▶ Exercise prompt: In the records below, retype the lines starting at the one containing "column on screen." and ending at the one containing "[518,0,640,426]", both included, with nothing else.

▶ Given entries:
* * * * * * *

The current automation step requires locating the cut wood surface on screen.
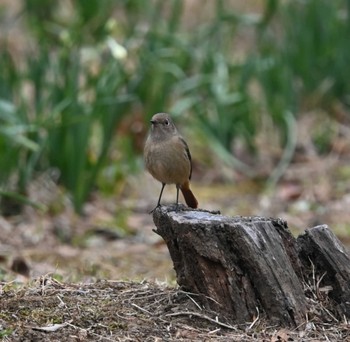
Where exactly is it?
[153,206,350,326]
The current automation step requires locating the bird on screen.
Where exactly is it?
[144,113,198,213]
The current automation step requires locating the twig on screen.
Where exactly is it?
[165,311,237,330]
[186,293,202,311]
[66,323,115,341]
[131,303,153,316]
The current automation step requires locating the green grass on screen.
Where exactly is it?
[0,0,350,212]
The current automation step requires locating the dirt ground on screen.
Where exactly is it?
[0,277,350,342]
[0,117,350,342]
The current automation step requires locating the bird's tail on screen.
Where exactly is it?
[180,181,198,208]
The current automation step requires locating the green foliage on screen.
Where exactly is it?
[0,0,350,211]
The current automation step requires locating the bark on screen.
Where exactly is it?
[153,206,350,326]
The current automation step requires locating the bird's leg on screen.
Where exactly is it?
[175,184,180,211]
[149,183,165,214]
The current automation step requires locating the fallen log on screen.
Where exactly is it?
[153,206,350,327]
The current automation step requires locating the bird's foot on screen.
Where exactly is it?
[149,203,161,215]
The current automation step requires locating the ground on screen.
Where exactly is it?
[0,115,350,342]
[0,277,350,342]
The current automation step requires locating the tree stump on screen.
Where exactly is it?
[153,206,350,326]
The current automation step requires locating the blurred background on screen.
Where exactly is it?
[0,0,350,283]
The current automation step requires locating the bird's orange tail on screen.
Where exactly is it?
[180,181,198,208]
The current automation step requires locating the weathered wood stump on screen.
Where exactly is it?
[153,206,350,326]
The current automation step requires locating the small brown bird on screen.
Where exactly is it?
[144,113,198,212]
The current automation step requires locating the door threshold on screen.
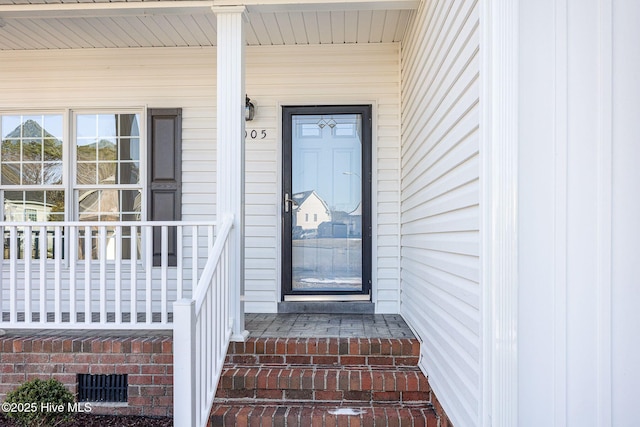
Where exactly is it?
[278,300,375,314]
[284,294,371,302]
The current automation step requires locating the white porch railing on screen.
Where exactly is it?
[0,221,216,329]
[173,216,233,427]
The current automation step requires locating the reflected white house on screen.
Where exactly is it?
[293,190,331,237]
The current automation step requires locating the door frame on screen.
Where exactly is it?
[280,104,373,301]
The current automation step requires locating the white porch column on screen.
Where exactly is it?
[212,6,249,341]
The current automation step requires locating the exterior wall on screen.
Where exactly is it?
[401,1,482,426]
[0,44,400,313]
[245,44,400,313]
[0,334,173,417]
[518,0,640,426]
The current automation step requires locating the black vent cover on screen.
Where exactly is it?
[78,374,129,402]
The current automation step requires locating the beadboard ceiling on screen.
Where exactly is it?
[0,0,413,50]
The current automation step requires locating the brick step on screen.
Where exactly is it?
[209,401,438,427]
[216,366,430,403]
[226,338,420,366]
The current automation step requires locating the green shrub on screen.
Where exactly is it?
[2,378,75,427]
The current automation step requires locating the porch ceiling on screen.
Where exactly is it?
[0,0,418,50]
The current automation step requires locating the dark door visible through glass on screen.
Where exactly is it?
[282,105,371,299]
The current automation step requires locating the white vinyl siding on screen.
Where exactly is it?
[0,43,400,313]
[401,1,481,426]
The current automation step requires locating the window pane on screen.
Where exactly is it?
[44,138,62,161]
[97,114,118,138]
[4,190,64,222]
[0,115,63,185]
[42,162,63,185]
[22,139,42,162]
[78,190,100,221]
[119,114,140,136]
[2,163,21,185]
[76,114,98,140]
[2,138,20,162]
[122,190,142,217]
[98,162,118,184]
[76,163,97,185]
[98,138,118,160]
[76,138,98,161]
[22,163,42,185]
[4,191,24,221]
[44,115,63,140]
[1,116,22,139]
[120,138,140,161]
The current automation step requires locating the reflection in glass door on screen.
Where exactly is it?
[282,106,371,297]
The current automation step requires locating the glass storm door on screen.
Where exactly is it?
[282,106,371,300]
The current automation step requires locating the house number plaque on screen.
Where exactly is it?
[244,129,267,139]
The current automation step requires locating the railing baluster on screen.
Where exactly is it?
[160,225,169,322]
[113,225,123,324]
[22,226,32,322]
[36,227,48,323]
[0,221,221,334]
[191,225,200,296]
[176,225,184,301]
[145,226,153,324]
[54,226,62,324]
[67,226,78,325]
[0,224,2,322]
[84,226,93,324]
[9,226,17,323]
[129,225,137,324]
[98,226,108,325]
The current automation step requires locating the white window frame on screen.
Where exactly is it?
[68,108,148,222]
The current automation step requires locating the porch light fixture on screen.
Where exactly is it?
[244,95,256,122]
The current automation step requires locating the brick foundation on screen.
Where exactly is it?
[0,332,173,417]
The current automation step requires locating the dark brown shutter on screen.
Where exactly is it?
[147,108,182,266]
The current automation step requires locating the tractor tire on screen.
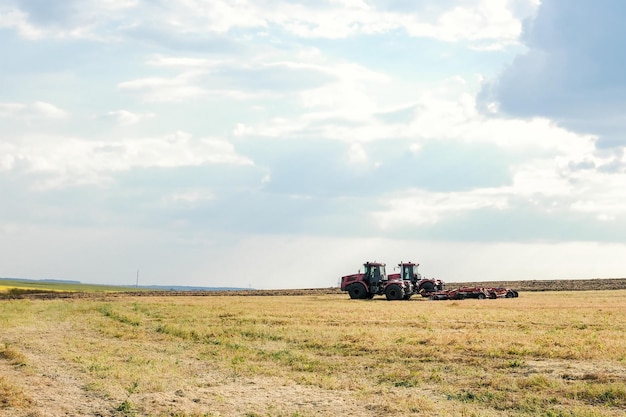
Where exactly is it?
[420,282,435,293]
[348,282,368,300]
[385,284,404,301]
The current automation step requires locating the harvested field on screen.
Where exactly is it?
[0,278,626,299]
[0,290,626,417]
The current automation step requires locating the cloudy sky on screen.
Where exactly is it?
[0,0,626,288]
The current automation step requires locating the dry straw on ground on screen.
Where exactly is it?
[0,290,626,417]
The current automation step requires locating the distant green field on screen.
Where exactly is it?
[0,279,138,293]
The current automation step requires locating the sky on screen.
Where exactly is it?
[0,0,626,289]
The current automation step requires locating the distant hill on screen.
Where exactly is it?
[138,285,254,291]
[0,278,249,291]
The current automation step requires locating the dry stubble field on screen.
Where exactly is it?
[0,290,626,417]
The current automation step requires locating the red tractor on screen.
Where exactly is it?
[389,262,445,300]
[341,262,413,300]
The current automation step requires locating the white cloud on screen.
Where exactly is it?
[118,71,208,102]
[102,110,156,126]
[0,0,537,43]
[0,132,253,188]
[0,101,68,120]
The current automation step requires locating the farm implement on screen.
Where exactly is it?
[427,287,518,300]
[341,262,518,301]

* * * * * * *

▶ Full solution:
The current automation step requires locating the white porch column on screen.
Where exactly is it?
[212,6,249,341]
The current automation step requires locating the exterior wall on screen.
Where exactly is it?
[401,1,482,426]
[0,44,400,313]
[245,44,400,313]
[0,334,173,417]
[518,0,640,426]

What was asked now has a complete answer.